**Given request:** Would you transcribe the whole listing exactly, minus its pictures?

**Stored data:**
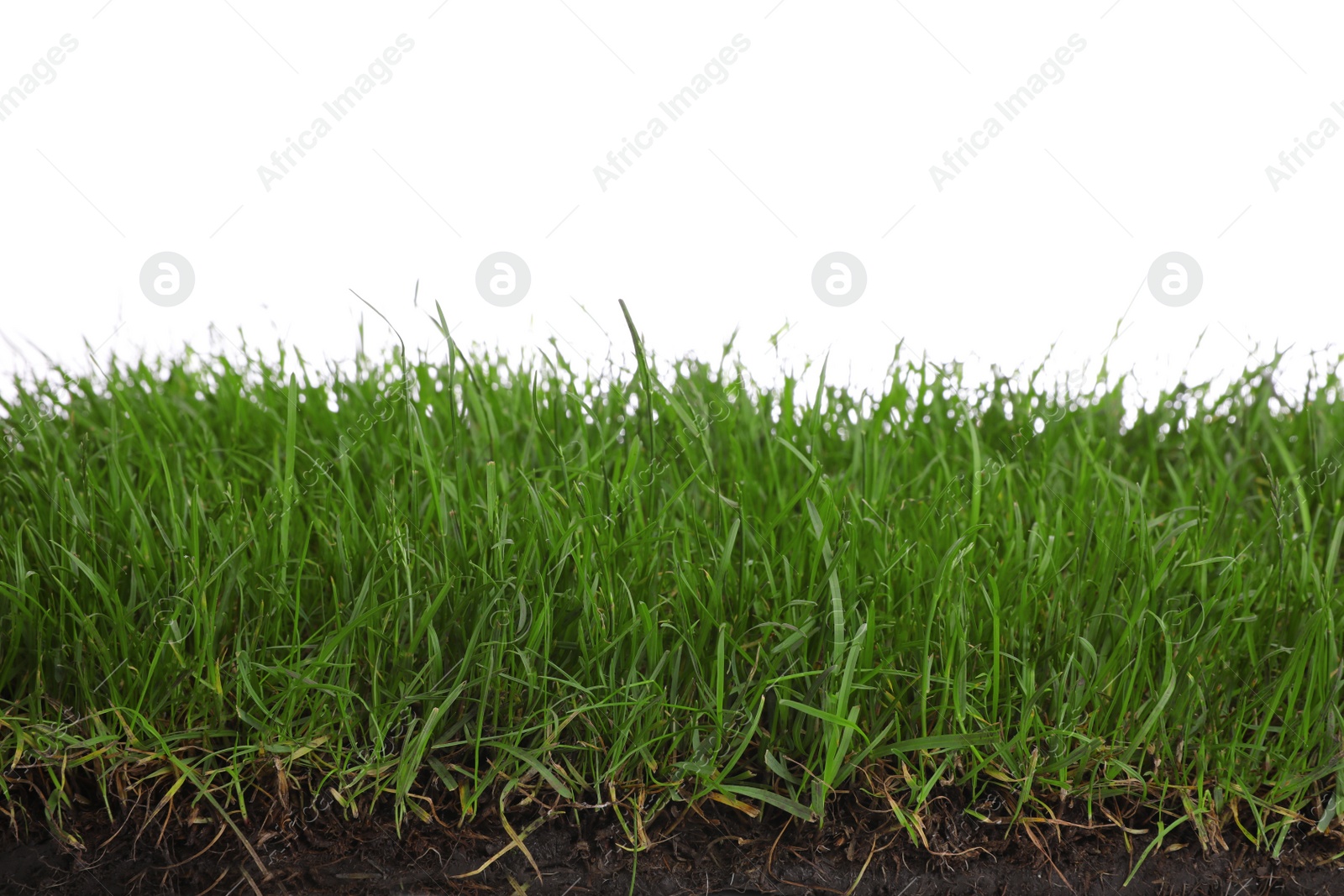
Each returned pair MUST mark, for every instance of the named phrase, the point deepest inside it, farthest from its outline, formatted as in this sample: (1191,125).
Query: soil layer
(714,849)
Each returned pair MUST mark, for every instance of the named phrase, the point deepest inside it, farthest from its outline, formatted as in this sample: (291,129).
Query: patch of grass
(457,573)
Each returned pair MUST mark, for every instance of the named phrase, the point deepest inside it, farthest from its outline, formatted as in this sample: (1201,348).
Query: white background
(820,139)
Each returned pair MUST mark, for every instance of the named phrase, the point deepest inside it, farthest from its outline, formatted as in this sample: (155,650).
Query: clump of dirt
(709,849)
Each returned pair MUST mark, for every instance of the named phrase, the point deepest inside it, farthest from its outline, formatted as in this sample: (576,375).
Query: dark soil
(721,851)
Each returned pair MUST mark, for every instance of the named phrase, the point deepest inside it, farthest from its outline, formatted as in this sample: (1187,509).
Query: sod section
(438,584)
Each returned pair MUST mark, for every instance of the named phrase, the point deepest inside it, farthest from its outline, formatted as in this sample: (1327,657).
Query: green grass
(414,584)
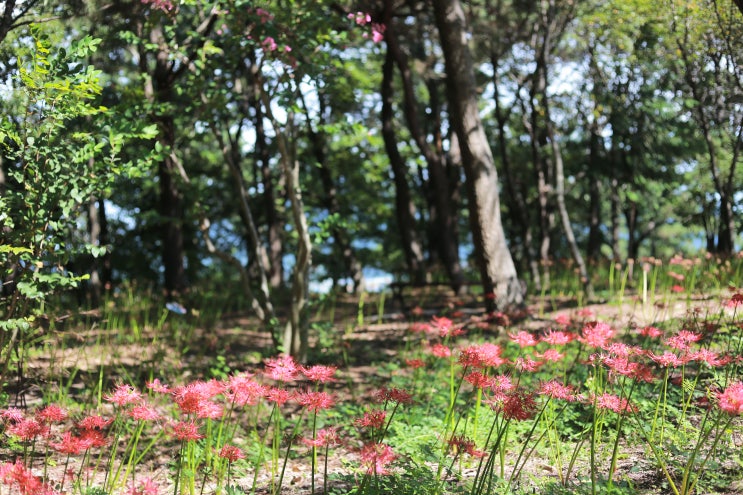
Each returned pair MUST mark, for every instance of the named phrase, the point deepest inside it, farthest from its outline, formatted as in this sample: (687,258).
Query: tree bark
(444,238)
(521,210)
(497,270)
(273,257)
(404,206)
(342,244)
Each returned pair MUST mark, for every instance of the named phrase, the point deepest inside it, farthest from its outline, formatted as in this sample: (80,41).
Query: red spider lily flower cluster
(231,453)
(17,475)
(315,401)
(730,400)
(596,334)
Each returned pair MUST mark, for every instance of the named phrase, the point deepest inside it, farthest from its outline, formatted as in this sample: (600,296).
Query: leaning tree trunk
(497,269)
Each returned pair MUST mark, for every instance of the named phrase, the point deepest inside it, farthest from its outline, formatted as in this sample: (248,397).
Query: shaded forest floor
(363,340)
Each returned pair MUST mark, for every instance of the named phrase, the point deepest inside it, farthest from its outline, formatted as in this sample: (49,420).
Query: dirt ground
(79,355)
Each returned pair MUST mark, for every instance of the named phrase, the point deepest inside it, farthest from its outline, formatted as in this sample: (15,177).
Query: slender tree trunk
(615,224)
(560,198)
(330,201)
(296,331)
(593,245)
(275,253)
(521,210)
(444,236)
(105,265)
(95,282)
(497,269)
(172,215)
(404,206)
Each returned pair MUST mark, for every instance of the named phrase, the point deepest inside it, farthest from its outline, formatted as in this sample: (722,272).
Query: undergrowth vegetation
(143,398)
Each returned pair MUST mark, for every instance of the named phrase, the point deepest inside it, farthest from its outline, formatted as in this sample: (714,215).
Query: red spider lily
(320,373)
(243,390)
(12,414)
(231,453)
(712,358)
(585,313)
(523,339)
(610,402)
(563,319)
(419,327)
(157,387)
(518,405)
(682,340)
(123,395)
(557,390)
(279,396)
(596,334)
(440,350)
(446,327)
(209,410)
(282,369)
(94,423)
(315,401)
(372,419)
(143,412)
(415,363)
(477,379)
(730,400)
(552,355)
(70,444)
(376,457)
(490,355)
(735,301)
(28,484)
(189,398)
(527,364)
(667,359)
(396,395)
(469,356)
(51,414)
(28,429)
(650,332)
(92,439)
(557,337)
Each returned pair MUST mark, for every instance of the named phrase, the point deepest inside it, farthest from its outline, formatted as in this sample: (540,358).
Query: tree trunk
(404,206)
(330,201)
(275,253)
(726,230)
(171,214)
(444,238)
(521,210)
(95,282)
(497,270)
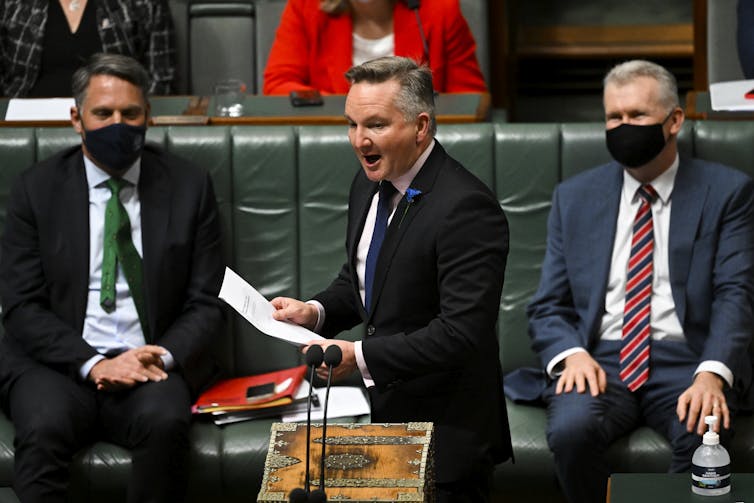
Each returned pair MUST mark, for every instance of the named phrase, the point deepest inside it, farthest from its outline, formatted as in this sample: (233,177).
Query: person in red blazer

**The output:**
Each returned pair MUST mark, for every instance of the named phrase, the point deepest inside it, farthest from its outline, formatted as in this sample: (1191,125).
Query: soil layer
(714,849)
Each returned pair MUST mark, for every instance of the named phrase, the point deepest inside it, farthest from its outline, formatted as in this sample: (291,129).
Query: patch of grass
(457,573)
Each returned pair MUST mark, for every instance of the named phrase, the point deepest inside it, farthest from its outline, formatted as in this sample: (1201,348).
Query: white background
(820,139)
Each returned pair MUST mark, for every instance of the named phrase, the point deepest inside it, farthest from its outline, formatted as in this sample: (155,650).
Query: clump of dirt
(709,849)
Each returned pair MUST mark, for every instance of the named phrase, the point deepest inside it, farthest from its outline, formatted as in this sample: (576,375).
Query: dark soil
(721,851)
Each returned pair MUST mark, for every instance of the named phrase, the point deepest inside it, farthest from its outline, formatted as in this sample: (1187,509).
Query: sod section
(438,584)
Each returned pair MUST mark, for every instance of the named phrase, the point deepest inside it, farthest from its outline, formatted as in this sample: (1327,657).
Query: green grass
(414,584)
Each returned pair MUST mark, for every instance of the named phrase, the point deepest inside it, farthest from its outline, formatted as in this sample: (687,258).
Query: tree bark
(444,238)
(521,210)
(497,270)
(273,257)
(404,206)
(342,244)
Each returned pair MUST mark, for every instance of the named phrase, the point deepest inside it, farthest from its outline, formatted as in this sample: (80,41).
Query: red spider lily flower cluster
(231,453)
(17,475)
(315,401)
(730,400)
(596,334)
Each returned pair MUST mark, for every instance of the named phrase, the point deepest inside it, farthest from its outline, formatted as in this sample: (600,296).
Query: leaning tree trunk
(497,269)
Each returned pair MUST mark, for every instance of the named phrase, the point deepest inside it, farthest from its outline, formatted as in this sample: (248,397).
Query: shaded forest floor
(363,340)
Each returned pair MUST mark, for every instance of the named phrase, the point deepest inside it, farthest from its outline, formatted as in this sample: (49,420).
Query: dirt ground
(79,355)
Each returned pair MUST mark, for every instance of the named phrase, the point deepest inside it, farthest from its outline, formatted as in this sample: (15,177).
Query: slender tree trunk
(615,224)
(560,198)
(330,201)
(296,331)
(593,245)
(275,253)
(521,210)
(444,236)
(105,265)
(95,282)
(497,269)
(172,215)
(404,206)
Each returned pair MUST mark, for every instance of the named phrase, the point deepest inside it, farthest from its outline, formatted as in this sample: (722,272).
Query: undergrowth vegetation
(143,398)
Each returned pair MUST mark, for every instance of the named phrase, the point deepest inside it, farthest from its outline, formatted as in this sample: (714,215).
Query: red spider lily
(320,373)
(243,390)
(12,414)
(231,453)
(712,358)
(585,313)
(523,339)
(610,402)
(563,319)
(419,327)
(157,387)
(518,405)
(682,340)
(123,395)
(557,390)
(279,396)
(596,334)
(440,350)
(446,327)
(209,410)
(282,369)
(94,423)
(315,401)
(372,419)
(143,412)
(415,363)
(477,379)
(730,400)
(552,355)
(70,444)
(376,457)
(490,355)
(735,301)
(28,484)
(189,398)
(527,364)
(667,359)
(396,395)
(469,356)
(51,414)
(28,429)
(650,332)
(92,439)
(557,337)
Each returned pair MUST mark, for every instance of the named phrase, the point deepest inside it, farthest from its outline, formatted as in this sample: (540,358).
Query: tree trunk
(404,206)
(330,201)
(275,253)
(726,230)
(171,214)
(444,238)
(521,210)
(95,282)
(497,270)
Each returned pair MUST mark, for every instance of the named phrase, the point deepest inside it, farthest from its outline, formatted as in this sample: (233,177).
Query: person in red blazer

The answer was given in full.